Written task:
Quote the line containing "of the orange" and all lines that follow it in the listing below, exactly as written.
***** Material for this task
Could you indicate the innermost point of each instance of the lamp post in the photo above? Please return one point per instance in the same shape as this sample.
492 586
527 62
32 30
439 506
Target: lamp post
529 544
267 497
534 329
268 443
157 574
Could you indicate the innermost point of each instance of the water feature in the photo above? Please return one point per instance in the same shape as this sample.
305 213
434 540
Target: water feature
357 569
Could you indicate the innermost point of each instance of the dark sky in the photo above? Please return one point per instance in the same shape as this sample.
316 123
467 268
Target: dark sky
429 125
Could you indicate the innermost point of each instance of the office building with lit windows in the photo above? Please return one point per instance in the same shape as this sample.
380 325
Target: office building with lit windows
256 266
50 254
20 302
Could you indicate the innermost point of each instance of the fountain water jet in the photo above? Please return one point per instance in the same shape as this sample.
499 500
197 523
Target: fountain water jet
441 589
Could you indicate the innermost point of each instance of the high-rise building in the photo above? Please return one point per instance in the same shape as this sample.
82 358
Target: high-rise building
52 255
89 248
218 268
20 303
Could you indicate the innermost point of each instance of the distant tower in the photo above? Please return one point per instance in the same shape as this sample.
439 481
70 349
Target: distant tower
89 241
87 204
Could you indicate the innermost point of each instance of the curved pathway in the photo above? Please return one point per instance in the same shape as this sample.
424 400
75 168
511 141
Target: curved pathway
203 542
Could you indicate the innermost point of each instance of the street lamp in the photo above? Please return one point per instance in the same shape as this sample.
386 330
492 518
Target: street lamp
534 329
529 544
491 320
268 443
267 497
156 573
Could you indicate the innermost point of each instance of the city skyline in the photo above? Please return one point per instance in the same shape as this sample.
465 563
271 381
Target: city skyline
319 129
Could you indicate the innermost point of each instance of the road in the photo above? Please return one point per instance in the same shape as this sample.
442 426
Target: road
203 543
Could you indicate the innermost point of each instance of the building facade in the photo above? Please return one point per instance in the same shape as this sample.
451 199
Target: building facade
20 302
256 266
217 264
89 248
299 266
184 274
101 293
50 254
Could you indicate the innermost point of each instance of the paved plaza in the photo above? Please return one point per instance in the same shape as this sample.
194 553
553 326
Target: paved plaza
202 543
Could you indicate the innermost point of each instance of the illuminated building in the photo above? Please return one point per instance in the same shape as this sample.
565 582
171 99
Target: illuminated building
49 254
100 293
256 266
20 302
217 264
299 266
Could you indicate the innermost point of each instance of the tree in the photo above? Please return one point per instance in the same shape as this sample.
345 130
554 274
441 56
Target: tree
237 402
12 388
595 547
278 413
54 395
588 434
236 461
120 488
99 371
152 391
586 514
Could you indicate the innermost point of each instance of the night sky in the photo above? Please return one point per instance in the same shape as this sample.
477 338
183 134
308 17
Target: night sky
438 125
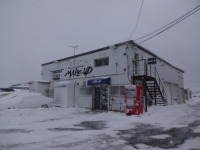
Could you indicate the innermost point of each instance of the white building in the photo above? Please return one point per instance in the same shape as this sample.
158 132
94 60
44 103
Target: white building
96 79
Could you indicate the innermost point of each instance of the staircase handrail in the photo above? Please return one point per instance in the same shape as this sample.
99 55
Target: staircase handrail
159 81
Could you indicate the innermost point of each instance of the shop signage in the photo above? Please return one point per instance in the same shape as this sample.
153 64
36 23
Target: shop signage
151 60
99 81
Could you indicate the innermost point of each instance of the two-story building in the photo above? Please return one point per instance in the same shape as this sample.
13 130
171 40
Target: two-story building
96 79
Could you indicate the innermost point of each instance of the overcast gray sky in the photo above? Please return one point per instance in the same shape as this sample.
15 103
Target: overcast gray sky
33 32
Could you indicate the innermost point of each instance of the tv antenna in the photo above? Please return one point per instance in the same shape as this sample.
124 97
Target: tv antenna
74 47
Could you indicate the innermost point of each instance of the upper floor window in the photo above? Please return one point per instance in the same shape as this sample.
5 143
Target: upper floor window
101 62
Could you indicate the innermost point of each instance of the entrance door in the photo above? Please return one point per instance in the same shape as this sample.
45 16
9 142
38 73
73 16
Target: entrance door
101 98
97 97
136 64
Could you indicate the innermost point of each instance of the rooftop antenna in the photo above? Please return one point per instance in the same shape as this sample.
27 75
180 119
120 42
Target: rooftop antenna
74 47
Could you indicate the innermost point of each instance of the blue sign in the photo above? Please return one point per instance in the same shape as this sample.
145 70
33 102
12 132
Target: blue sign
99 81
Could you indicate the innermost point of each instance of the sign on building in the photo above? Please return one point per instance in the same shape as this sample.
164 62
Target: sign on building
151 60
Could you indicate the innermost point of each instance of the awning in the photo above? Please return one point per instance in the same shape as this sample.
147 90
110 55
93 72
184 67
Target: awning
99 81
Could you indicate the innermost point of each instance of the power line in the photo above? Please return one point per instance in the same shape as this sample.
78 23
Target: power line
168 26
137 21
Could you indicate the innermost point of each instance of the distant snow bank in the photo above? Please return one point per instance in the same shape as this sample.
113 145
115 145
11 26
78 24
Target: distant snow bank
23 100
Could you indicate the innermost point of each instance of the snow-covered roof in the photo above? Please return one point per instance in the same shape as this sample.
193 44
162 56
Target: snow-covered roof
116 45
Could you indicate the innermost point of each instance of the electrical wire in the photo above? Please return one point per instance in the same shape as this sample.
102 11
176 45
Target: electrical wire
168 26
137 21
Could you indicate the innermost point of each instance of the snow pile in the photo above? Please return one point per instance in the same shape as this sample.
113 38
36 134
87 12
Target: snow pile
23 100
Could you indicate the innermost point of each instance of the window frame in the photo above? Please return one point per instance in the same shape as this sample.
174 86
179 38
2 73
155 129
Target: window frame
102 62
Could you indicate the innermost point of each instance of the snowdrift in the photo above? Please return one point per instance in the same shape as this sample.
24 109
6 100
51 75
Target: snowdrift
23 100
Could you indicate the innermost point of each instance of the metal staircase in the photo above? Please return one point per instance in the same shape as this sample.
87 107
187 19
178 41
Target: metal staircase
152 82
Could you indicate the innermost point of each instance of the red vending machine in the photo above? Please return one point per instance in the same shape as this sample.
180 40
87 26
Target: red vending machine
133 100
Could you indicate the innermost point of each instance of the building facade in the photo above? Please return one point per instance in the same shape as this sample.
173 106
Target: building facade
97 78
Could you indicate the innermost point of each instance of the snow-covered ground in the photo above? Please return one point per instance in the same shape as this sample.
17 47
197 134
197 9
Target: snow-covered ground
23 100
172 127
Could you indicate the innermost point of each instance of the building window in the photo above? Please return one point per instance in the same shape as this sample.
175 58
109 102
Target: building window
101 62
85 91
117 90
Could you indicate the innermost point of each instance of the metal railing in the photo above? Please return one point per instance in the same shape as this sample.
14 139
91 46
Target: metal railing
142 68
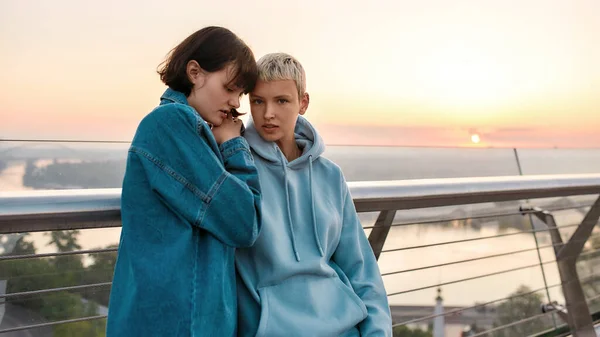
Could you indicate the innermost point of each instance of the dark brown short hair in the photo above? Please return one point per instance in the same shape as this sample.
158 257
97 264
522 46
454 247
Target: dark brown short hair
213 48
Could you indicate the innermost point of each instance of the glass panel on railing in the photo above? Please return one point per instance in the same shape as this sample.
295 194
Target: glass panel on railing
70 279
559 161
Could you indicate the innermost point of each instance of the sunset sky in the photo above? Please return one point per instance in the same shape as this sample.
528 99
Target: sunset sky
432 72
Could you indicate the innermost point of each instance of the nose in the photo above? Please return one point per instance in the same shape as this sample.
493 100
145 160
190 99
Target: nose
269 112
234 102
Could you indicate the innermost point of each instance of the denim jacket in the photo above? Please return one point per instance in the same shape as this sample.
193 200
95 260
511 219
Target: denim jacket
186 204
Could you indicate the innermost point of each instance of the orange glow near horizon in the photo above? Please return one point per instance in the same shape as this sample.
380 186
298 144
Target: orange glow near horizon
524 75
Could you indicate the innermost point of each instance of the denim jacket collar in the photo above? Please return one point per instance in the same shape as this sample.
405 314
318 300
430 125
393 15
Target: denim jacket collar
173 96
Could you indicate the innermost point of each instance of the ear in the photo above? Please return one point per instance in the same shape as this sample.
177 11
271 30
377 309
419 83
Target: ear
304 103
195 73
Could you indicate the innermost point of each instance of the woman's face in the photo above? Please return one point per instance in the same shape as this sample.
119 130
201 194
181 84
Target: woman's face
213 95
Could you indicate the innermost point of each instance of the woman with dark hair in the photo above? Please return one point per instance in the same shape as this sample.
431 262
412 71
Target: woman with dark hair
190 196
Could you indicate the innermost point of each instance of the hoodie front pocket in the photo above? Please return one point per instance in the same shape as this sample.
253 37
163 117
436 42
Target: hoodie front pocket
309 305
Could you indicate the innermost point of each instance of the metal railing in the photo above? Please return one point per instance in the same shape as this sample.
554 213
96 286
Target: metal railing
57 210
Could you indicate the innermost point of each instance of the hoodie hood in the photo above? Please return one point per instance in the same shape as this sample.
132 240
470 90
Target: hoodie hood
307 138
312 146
**********
Result of this task:
Could you indicate the innermost point of each instance of the orange glow near horizon in the photo above? Please return one point per instance in the same shape as this sample.
380 186
298 144
Target: orange glow near horizon
524 75
Could you indicate the innermost point of each instance of the denim jacket collar in the photo above? Please return one point per instance in the same shape as this sample.
405 314
318 300
430 125
393 15
Target: denim jacket collar
173 96
Could you indicate the innermost point of each instance of the ear in the photo above? Please return one point per instance in the same shape as this sample.
177 11
271 30
377 309
419 83
Target: ear
304 103
195 73
Could you indicate the innermost point of each instance of the woman's face in the photo above? Please return one point per instance in the same shape as this sample.
119 130
201 194
181 84
Target: woman's face
213 95
Could you indicate the innermost point of each instance of the woman with dark hair in the photo above? Please return one point per instance in the same shape as this sample.
431 262
412 71
Target: woman with dark hair
190 196
Could you indicate the innermost point of each instance of the hoodie front pocket in the photo above? Please return one point per instance in the same shape as this sample.
253 37
163 117
436 42
Target: hoodie front pocket
309 305
Could you indicate the innermost point of each instance of the metal railing in the photo above? Please return one point per instance in the same shape as this sample.
554 213
96 286
Target: metal railing
57 210
Could you indicate the innermost point of each instance of the hoodie hood in the photo above? Please return one point per instance in the same shape as this sample.
132 240
470 90
Target: hoodie hood
307 138
312 146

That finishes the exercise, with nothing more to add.